### Extract provided
## start

The earthquake destroyed 98 of the 101 schools in Rasuwa, but Rebecca hasn’t given up on her education. She attends a temporary learning school set up by Save the Children Korea. There are 25 such schools in the region. Save the Children has also provided the kids with textbooks, schoolbags and other school supplies.

At Rebecca’s school, I meet Basang Tamang (the villagers, regardless of family relations, take their last names from the local tribe, Tamang).

The 14-year-old nods and smiles shyly when I ask her if I can take a photo of her. It takes her two hours to come to school, she tells me, and three to return home.

The Nepali staff of Save the Children and I decide to walk home with her after school. The trek is indeed long and hard and after hiking up to a dizzying height, we find her temporary home, made entirely of stacks of straw.

Basang’s mother, who has just returned from working in the field, ceaselessly tugs at my arms, pulling me into the house and gesturing at me to sit down and be comfortable. Her husband, who recently came down with an illness, is lying under a blanket.

“Sure, the situation isn’t great, but I know a better day is coming,” Basang says, laying down her outdoor clothes and folding them neatly to one side. “I’m so happy I can still go to school. I want to become someone who helps other people. That’s why I study so hard.”

Save the Children staff member Tripura Oli says not everyone was eager to build schools when the idea was first proposed.

“The villagers asked, ‘What good will a school do now?’ but more students, like Basang, are now harboring new dreams,” Tripura said. “It may take time, but I believe education will be the way for Nepal to rise again.”

Later I meet Doma and Bishno Tamang, 7-year-old cousins, at the school playground. Having lost their parents last year, they were sent to a temporary shelter until a monk adopted them and sent them to his parent’s house.

Now they both dream of becoming doctors one day.

“My uncle lives in a different village and he told me his eyes hurt a lot. The first thing I will do after I become a doctor will be to cure his illness,” Bishno says.

When asked what she loves most, Doma answers without a second thought, “Riding the swing with Bishno!” Then she adds, “my grandparents,” referring to the monk’s mother and father.

Her grandmother, Plektang Tamang, says the two sometimes come home crying when their friends ask them why they don’t have parents.

“But I am thankful,” she says, “that they are growing up healthy and bright.”

Phurpu says they still get scared even when there’s a minor vibration, but adds, “I know that we will continue to protect this village.”

The Nepalis of Rasuwa are constantly concerned with whether I have slept well or feel cold. They can only be satisfied after asking a couple of times, and maybe a few times more after that, and they smile in satisfaction when I have nodded sufficiently.

And, of course, they never forget to offer a cup of tea.

## end

### Set exercise 1
In the account of Rasuwa after the earthquake, how many of the region's 101 schools did the earthquake destroy?
### Set exercise 2
Reproduce word for word the passage of the account of Rasuwa after the earthquake that opens with the words containing "Save the Children staff" and closes with "doctors one day.".
The records are not needed.

### Information supplied

## start

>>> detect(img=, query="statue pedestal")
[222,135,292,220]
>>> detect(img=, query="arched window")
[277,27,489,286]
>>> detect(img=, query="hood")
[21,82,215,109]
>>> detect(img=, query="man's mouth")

## end
## start

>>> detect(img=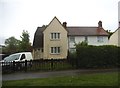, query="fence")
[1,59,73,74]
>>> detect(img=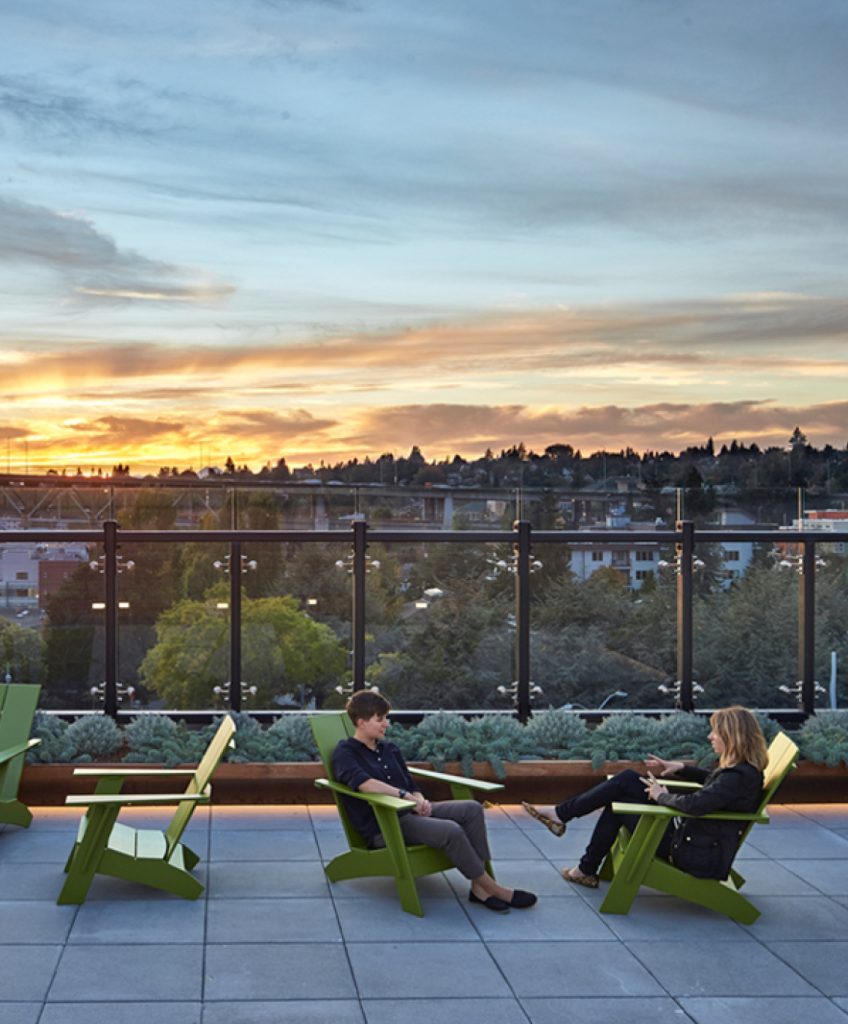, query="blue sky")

## end
## start

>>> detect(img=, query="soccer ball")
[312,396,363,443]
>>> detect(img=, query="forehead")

## end

### Written solution 1
98 of the 101 schools

### Written solution 2
Save the Children staff member Tripura Oli says not everyone was eager to build schools when the idea was first proposed.

“The villagers asked, ‘What good will a school do now?’ but more students, like Basang, are now harboring new dreams,” Tripura said. “It may take time, but I believe education will be the way for Nepal to rise again.”

Later I meet Doma and Bishno Tamang, 7-year-old cousins, at the school playground. Having lost their parents last year, they were sent to a temporary shelter until a monk adopted them and sent them to his parent’s house.

Now they both dream of becoming doctors one day.